_STATED PROBLEM_. Reproduce the following lines word for word.

[Shape annotation lines]
....................
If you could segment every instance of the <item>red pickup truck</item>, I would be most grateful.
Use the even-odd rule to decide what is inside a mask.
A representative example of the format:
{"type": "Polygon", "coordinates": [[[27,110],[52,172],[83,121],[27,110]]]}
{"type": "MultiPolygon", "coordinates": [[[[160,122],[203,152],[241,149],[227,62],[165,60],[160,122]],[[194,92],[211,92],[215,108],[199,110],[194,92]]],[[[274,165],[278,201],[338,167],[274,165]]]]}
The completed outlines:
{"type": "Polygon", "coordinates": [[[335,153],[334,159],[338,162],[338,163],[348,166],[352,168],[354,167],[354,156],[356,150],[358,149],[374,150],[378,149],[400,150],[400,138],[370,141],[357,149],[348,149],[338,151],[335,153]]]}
....................
_CORRECT ANSWER_.
If you could segment every instance of the <item>red pickup truck</item>, I would be most grateful.
Use the even-odd rule to decide what is inside a mask.
A representative example of the format:
{"type": "Polygon", "coordinates": [[[27,110],[52,172],[83,121],[27,110]]]}
{"type": "MultiPolygon", "coordinates": [[[[160,122],[203,152],[241,149],[227,62],[165,60],[160,122]],[[194,92],[211,92],[215,108],[199,110],[194,92]]],[[[274,165],[278,201],[338,167],[274,165]]]]}
The completed outlines:
{"type": "Polygon", "coordinates": [[[335,153],[334,159],[338,162],[338,163],[348,166],[352,168],[354,167],[354,156],[356,150],[358,149],[374,150],[378,149],[400,150],[400,138],[370,141],[357,149],[348,149],[338,151],[335,153]]]}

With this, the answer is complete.